(Entries from a pointing dataset)
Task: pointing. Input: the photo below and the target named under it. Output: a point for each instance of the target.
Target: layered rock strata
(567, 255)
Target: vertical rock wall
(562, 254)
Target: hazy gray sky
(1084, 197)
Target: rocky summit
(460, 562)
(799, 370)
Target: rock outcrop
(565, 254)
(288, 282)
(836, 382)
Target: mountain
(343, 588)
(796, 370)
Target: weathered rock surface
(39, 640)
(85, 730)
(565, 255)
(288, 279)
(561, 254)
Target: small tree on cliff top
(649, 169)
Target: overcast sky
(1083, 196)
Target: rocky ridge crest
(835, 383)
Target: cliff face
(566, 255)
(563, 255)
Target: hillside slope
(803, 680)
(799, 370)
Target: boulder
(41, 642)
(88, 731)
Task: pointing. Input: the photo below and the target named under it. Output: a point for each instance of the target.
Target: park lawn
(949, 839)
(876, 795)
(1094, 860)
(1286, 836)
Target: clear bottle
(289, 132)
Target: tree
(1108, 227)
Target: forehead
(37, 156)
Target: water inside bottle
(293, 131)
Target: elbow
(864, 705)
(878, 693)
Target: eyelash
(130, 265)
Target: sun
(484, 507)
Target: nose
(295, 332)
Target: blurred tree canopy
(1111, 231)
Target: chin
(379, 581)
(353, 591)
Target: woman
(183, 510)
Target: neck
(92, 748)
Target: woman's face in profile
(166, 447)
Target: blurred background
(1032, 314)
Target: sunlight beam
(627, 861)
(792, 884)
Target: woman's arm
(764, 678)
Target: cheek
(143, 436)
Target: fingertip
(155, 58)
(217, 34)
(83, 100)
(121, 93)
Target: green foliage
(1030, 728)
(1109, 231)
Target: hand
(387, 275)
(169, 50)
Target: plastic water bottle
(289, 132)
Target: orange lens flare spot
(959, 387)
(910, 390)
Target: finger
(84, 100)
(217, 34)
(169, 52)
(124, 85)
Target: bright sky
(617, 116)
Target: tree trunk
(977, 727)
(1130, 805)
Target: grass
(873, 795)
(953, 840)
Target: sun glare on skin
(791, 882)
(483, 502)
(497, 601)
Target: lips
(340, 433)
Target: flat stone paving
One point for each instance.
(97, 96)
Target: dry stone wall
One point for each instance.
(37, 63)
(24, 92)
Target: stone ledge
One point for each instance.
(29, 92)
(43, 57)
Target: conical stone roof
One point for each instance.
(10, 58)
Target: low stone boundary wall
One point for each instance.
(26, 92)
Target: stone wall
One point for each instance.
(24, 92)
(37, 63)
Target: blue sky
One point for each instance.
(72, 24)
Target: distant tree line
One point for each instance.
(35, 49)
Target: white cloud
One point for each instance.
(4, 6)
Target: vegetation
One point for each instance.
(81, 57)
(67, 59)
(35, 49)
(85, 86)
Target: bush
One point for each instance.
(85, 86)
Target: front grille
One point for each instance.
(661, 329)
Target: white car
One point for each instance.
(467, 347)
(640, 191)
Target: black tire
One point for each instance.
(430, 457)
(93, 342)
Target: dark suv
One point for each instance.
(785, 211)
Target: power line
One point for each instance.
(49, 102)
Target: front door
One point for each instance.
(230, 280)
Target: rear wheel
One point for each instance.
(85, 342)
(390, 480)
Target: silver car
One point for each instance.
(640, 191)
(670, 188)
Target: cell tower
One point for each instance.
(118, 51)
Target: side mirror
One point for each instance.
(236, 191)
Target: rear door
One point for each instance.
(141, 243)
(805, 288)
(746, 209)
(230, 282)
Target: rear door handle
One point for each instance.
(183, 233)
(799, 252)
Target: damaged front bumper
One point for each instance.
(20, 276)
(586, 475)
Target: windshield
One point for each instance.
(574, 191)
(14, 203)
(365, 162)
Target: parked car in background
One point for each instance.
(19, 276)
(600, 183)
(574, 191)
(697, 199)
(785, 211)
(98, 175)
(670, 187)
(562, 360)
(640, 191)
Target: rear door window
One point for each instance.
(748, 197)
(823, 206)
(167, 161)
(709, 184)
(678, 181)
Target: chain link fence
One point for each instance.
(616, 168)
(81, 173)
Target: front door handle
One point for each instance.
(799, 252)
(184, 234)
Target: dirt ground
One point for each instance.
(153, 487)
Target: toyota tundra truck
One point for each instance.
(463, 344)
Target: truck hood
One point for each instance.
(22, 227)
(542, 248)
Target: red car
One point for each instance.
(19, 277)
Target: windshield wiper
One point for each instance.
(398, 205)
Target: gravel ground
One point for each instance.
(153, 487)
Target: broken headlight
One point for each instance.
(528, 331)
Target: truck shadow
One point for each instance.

→ **THE PROBLEM**: Copy the entries above verbatim, from the first line to the last.

→ **THE RESULT**:
Task: pointing. Input: the photo below and the target named under it. Output: a point for each instance of the target.
Target: layered rock strata
(567, 255)
Target: vertical rock wall
(562, 254)
Target: hazy gray sky
(1084, 197)
Target: rocky summit
(460, 562)
(799, 370)
Target: rock outcrop
(565, 254)
(288, 282)
(836, 382)
Target: mountain
(343, 588)
(796, 370)
Target: weathered rock surface
(39, 640)
(85, 730)
(565, 255)
(288, 279)
(561, 254)
Target: small tree on cliff top
(649, 169)
Target: overcast sky
(1083, 196)
Target: rocky ridge crest
(835, 383)
Target: cliff face
(566, 255)
(563, 255)
Target: hillside slope
(803, 680)
(799, 370)
Target: boulder
(41, 642)
(88, 731)
Task: pointing. Input: the photo below and the target named under it. Output: a point for each instance of the target.
Target: park lawn
(949, 839)
(876, 795)
(1094, 860)
(1286, 836)
Target: clear bottle
(289, 132)
Target: tree
(1108, 227)
Target: forehead
(37, 156)
Target: water inside bottle
(293, 131)
Target: elbow
(864, 705)
(878, 693)
Target: eyelash
(130, 265)
Target: sun
(484, 507)
Target: nose
(295, 332)
Target: blurred tree canopy
(1111, 231)
Target: chin
(379, 581)
(353, 591)
Target: woman
(183, 510)
Target: neck
(92, 748)
Target: woman's face in profile
(166, 447)
Target: blurred background
(1032, 314)
Target: sunlight beam
(627, 861)
(792, 884)
Target: woman's arm
(764, 678)
Target: cheek
(143, 436)
Target: fingertip
(155, 58)
(217, 34)
(83, 100)
(121, 93)
Target: green foliage
(1030, 728)
(1109, 231)
Target: hand
(387, 275)
(169, 50)
Target: plastic water bottle
(289, 132)
Target: orange lens flare spot
(959, 387)
(910, 390)
Target: finger
(84, 100)
(217, 34)
(169, 52)
(124, 85)
Target: bright sky
(617, 116)
Target: tree trunk
(977, 727)
(1130, 805)
Target: grass
(873, 795)
(953, 840)
Target: sun glare on skin
(791, 882)
(483, 502)
(497, 601)
Target: lips
(340, 433)
Target: flat stone paving
One point for each instance.
(97, 96)
Target: dry stone wall
One point for each instance.
(37, 63)
(24, 92)
Target: stone ledge
One point for each instance.
(29, 92)
(43, 57)
Target: conical stone roof
One point for each instance.
(10, 58)
Target: low stone boundary wall
One point for each instance.
(26, 92)
Target: stone wall
One point for each instance.
(24, 92)
(37, 63)
Target: blue sky
One point for each instance.
(72, 24)
Target: distant tree line
One point for each instance.
(35, 49)
Target: white cloud
One point for each instance.
(4, 6)
Target: vegetation
One point for each instance.
(81, 57)
(67, 59)
(35, 49)
(85, 86)
Target: bush
One point for each instance.
(85, 86)
Target: front grille
One point for each instance.
(661, 329)
Target: white car
One point for each instance.
(467, 347)
(640, 191)
Target: black tire
One point for each instance.
(430, 457)
(93, 342)
Target: dark suv
One point for each instance.
(785, 211)
Target: power line
One point for each instance.
(49, 102)
Target: front door
One point for each instance.
(230, 280)
Target: rear wheel
One point for each instance.
(85, 342)
(390, 480)
Target: silver car
One point for each instance.
(640, 191)
(670, 188)
Target: cell tower
One point for each instance.
(118, 51)
Target: side mirror
One point for each instance.
(236, 191)
Target: rear door
One point for each instance.
(141, 243)
(805, 288)
(746, 209)
(230, 282)
Target: rear door handle
One point for each instance.
(183, 233)
(799, 252)
Target: damaged front bumper
One point for each instance.
(20, 276)
(586, 475)
Target: windshield
One point for each instance.
(574, 191)
(14, 203)
(365, 162)
Target: parked car in background
One point for each instance.
(19, 276)
(600, 183)
(574, 191)
(697, 199)
(785, 211)
(98, 175)
(670, 187)
(562, 360)
(640, 191)
Target: rear door window
One point for each instance.
(748, 197)
(823, 206)
(167, 161)
(709, 184)
(678, 181)
Target: chain link fence
One point for each instance.
(616, 168)
(81, 173)
Target: front door handle
One point for each instance.
(799, 252)
(184, 234)
Target: dirt ground
One point for each instance.
(153, 487)
Target: toyota tundra truck
One point for each instance.
(463, 344)
Target: truck hood
One point for each instance.
(22, 227)
(542, 248)
Target: red car
One point for each instance.
(19, 277)
Target: windshield wiper
One point for each instance.
(398, 205)
Target: gravel ground
One point for each instance.
(153, 487)
Target: broken headlight
One point for each instance.
(528, 331)
Target: truck shadow
One point for each instance.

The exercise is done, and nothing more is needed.